« Parle à ma main »

Dans la cuisine, je t’observe faire la vaisselle. J’aime la précision de tes gestes, elle me rassure.

Hier, l’été s’est installé par effraction, et le monde s’est dilaté. Dans le quartier, la vie s’échappe par les fenêtres ouvertes, mes oreilles vagabondent comme un filet à papillons, mais je ne quitte pas tes mains des yeux. La dextérité avec laquelle tu manipules les assiettes me fascine, rien ne peut me distraire de cette contemplation.

Ou plutôt, rien ne me distrait plus que cette chorégraphie d’objets. Ballet routinier, parfaitement maîtrisé malgré l’humidité et la viscosité irisée du liquide vaisselle, qui laissent planer à tout instant la menace angoissante et paradoxalement excitante qu’un de ses protagonistes te glisse des mains, pour exploser sur le carrelage.

Une forme de tension flotte, soutenue par les exhalaisons moites de l’évier, le contact littéralement adhésif entre tes mains et l’objet. Etonnée, je constate que le plus petit décollement  de tes doigts et paume sur l’assiette déclenche une déception, fait redescendre instantanément l’énergie focale qui m’anime en te regardant. Mais je ne t’en dis rien, parce que la pensée que quelque chose d’avant le langage est en train de se rejouer vient de surgir. Je vais réfléchir, je te parlerai plus tard, il faut que je parte à la piscine.

Consigne A — Reproduisez le texte à l'identique, en partant des mots « Hier, l’été s’est » et en vous arrêtant après « sur le carrelage. ».
Consigne B — Relevez toutes les parties du corps nommées dans le texte.
Consigne C —
Répondez à ces questions d'après le texte :
(i) Quand l'été s'est-il installé ?
(ii) Que fait dans la cuisine la personne observée ?
(iii) Où la narratrice doit-elle partir ?
Les lignes de données qui suivent le texte ne sont pas utiles ici.

Données fournies —
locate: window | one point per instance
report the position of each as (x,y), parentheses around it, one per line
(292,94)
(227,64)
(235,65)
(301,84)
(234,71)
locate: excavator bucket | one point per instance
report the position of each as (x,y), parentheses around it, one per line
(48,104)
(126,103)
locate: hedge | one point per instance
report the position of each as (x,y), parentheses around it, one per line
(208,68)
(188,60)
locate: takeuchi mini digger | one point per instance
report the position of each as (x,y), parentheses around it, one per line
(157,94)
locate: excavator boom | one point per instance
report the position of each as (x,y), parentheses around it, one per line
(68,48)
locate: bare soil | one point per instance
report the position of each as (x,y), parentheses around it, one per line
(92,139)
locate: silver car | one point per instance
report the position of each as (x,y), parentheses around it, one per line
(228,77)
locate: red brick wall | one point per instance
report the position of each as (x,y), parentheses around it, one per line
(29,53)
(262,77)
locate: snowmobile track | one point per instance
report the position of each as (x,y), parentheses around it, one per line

Réponse rédigée A —
Hier, l’été s’est installé par effraction, et le monde s’est dilaté. Dans le quartier, la vie s’échappe par les fenêtres ouvertes, mes oreilles vagabondent comme un filet à papillons, mais je ne quitte pas tes mains des yeux. La dextérité avec laquelle tu manipules les assiettes me fascine, rien ne peut me distraire de cette contemplation.

Ou plutôt, rien ne me distrait plus que cette chorégraphie d’objets. Ballet routinier, parfaitement maîtrisé malgré l’humidité et la viscosité irisée du liquide vaisselle, qui laissent planer à tout instant la menace angoissante et paradoxalement excitante qu’un de ses protagonistes te glisse des mains, pour exploser sur le carrelage.

Réponse rédigée B — main(s), oreilles, yeux, doigts, paume

Réponse rédigée C —
(i) Hier.
(ii) La vaisselle.
(iii) À la piscine.